Object point labels:
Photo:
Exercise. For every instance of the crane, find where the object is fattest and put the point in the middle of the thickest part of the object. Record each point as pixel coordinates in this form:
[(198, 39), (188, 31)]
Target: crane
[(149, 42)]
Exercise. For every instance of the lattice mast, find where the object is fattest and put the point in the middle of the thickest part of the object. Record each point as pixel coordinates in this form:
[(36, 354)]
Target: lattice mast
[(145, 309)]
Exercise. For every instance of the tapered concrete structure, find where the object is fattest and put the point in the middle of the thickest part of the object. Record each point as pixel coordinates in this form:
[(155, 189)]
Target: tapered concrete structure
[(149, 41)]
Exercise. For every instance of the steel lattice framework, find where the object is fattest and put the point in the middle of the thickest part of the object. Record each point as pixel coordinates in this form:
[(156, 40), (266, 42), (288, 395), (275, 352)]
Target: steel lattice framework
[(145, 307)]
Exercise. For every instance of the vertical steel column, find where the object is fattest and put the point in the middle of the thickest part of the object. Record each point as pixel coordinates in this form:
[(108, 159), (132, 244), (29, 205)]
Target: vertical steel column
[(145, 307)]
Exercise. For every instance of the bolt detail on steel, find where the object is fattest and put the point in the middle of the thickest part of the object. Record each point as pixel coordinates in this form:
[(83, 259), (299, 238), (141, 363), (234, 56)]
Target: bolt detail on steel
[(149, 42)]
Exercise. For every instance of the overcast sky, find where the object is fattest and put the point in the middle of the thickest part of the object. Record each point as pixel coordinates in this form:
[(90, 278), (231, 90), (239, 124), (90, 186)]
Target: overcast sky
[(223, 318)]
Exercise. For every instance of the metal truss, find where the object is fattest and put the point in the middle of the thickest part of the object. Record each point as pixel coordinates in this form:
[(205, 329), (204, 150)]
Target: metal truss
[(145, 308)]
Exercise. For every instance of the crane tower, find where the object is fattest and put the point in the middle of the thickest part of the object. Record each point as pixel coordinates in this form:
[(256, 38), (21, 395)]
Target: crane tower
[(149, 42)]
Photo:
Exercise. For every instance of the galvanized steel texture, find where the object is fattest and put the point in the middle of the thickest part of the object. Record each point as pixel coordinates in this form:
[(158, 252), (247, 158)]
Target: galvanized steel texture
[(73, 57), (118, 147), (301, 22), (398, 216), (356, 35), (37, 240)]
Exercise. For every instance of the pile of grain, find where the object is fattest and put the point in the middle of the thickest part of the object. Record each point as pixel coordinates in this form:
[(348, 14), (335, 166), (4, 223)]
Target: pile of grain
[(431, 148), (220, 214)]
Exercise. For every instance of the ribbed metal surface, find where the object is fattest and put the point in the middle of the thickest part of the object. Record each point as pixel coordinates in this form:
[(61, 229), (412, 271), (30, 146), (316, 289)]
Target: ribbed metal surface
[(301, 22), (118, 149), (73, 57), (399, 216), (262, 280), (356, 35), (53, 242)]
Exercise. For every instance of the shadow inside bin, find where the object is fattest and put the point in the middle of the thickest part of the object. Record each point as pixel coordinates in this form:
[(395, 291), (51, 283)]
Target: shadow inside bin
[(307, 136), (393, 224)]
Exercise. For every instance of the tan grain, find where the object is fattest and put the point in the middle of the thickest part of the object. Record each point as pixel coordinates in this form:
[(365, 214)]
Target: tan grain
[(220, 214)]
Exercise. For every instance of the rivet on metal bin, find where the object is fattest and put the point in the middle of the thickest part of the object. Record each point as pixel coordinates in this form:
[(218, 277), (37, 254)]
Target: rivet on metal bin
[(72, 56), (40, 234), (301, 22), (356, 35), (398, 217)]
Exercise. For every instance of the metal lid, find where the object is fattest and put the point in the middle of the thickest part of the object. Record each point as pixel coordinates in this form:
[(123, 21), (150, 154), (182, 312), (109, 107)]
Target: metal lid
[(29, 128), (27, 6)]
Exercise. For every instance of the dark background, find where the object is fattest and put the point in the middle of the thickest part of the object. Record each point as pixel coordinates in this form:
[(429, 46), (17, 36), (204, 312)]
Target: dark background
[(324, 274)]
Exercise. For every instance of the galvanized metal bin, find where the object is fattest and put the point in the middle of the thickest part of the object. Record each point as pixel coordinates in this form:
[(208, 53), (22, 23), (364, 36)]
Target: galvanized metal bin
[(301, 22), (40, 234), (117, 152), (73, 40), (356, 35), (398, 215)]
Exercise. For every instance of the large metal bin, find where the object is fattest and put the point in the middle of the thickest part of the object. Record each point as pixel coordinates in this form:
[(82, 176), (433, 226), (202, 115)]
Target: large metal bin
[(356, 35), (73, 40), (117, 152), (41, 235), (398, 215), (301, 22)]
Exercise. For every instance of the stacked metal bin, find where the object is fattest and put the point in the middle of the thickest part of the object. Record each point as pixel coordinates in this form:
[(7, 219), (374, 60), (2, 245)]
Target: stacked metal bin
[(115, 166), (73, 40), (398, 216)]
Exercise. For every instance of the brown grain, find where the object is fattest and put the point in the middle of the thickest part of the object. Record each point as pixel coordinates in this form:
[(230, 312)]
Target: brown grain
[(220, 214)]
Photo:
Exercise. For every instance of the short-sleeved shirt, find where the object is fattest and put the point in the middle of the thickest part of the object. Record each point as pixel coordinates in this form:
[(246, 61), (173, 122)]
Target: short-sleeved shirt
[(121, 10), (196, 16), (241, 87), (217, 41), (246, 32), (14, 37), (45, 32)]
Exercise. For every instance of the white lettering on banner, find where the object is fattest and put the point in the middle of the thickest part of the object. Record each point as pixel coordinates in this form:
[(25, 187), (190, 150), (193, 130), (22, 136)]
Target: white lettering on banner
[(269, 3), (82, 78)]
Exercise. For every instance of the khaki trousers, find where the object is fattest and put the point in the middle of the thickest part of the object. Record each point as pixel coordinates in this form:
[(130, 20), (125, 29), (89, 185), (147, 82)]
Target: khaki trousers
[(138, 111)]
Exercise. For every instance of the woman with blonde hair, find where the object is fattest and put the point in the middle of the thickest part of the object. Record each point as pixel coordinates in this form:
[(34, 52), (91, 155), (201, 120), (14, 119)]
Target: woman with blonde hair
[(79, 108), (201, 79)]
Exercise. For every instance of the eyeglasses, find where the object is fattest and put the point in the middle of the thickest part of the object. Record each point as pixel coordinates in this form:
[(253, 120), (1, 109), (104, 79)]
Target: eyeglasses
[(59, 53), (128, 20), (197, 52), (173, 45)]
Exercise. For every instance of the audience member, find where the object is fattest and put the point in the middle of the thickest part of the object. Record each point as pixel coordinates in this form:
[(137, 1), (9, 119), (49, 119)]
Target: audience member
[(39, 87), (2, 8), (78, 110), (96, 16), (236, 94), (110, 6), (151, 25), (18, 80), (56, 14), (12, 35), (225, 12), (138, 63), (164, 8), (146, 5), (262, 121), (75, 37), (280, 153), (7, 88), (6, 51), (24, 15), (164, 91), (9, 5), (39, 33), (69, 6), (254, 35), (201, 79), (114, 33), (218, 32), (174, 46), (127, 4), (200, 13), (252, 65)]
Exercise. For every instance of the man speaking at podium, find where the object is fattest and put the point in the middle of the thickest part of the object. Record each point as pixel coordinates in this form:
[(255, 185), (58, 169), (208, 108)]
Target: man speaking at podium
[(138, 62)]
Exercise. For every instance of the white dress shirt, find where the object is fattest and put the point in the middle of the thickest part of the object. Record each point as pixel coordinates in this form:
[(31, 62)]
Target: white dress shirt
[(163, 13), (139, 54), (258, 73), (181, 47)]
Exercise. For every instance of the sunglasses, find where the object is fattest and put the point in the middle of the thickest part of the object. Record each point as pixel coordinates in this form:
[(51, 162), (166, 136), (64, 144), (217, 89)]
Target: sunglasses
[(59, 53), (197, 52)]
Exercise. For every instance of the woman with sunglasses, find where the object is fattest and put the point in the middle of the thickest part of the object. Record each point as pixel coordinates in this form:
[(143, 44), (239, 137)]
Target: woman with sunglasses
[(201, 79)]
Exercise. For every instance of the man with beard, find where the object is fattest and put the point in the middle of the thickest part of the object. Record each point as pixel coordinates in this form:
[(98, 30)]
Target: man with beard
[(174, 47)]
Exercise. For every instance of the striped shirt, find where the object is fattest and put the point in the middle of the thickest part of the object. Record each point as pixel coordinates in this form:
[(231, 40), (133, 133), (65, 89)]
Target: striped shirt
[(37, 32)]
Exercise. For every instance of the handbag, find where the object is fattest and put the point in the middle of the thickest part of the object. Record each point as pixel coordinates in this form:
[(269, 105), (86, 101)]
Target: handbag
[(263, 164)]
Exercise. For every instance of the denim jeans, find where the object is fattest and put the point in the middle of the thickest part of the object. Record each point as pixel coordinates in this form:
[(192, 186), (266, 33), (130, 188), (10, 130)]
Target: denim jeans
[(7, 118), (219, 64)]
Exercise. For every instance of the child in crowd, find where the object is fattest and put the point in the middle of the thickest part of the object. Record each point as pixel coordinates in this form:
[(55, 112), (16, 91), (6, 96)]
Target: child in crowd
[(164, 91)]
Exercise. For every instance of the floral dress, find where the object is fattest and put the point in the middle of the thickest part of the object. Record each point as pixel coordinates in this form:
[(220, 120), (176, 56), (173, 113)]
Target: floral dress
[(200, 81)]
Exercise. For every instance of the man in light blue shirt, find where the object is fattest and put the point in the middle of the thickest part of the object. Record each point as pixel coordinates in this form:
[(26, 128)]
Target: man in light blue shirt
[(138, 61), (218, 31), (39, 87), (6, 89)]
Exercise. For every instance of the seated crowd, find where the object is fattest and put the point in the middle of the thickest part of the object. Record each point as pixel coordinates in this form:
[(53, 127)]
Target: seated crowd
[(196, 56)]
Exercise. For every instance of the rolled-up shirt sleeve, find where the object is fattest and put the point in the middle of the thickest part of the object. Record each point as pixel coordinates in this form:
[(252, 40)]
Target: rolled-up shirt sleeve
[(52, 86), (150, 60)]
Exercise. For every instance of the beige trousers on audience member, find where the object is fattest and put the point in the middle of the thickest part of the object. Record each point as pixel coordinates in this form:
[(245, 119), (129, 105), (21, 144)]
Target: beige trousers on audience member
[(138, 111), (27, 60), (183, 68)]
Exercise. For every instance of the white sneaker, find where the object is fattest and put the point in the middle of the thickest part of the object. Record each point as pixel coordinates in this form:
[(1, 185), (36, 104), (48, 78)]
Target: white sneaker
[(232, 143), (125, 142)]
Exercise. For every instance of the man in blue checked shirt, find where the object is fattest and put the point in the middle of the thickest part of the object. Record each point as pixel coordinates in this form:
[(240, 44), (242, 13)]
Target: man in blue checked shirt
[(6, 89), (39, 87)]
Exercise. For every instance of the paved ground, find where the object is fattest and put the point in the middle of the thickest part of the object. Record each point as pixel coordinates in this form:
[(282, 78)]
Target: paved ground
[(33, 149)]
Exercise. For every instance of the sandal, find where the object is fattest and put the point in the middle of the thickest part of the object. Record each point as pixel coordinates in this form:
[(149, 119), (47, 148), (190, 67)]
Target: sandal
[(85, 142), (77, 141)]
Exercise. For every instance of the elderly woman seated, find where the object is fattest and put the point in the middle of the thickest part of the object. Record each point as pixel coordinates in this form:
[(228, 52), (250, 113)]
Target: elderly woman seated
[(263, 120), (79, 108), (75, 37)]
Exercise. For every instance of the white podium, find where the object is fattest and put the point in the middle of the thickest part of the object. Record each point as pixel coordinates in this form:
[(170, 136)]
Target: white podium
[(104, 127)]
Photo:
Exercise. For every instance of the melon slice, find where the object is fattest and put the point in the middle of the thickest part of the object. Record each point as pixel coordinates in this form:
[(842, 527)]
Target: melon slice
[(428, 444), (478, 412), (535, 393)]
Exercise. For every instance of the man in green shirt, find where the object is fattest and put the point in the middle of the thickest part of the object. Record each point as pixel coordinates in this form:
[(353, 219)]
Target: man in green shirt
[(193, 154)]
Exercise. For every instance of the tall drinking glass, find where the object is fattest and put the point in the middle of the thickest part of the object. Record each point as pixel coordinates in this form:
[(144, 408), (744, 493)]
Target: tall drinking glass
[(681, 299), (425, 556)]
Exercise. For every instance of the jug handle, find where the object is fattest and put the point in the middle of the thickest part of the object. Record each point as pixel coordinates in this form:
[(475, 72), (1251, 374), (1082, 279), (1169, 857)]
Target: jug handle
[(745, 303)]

▶ _WRITTEN INSTRUCTION_
Add 88 to every number in the answer coordinates as you write out again all the lines from the one containing "Exercise. For every instance of the metal lid, find" through the one containing "[(324, 274)]", both included and requests kept. Leave the requests and their sample coordinates unchanged.

▶ _COMPLETE OUTPUT_
Exercise. For every instance of the metal lid, find where the object is fattest and put the point in the middle of the thickest part of the object. Record each point as pixel coordinates in this form:
[(123, 21), (150, 154), (182, 312), (109, 107)]
Target: metal lid
[(117, 216), (115, 94)]
Exercise. For every instance of the dark background, find where the object is fattest and put the point in the middle of the thickest part of the object. Record each point as pixel coordinates in this form:
[(429, 46), (17, 36), (204, 312)]
Target: dark background
[(412, 362)]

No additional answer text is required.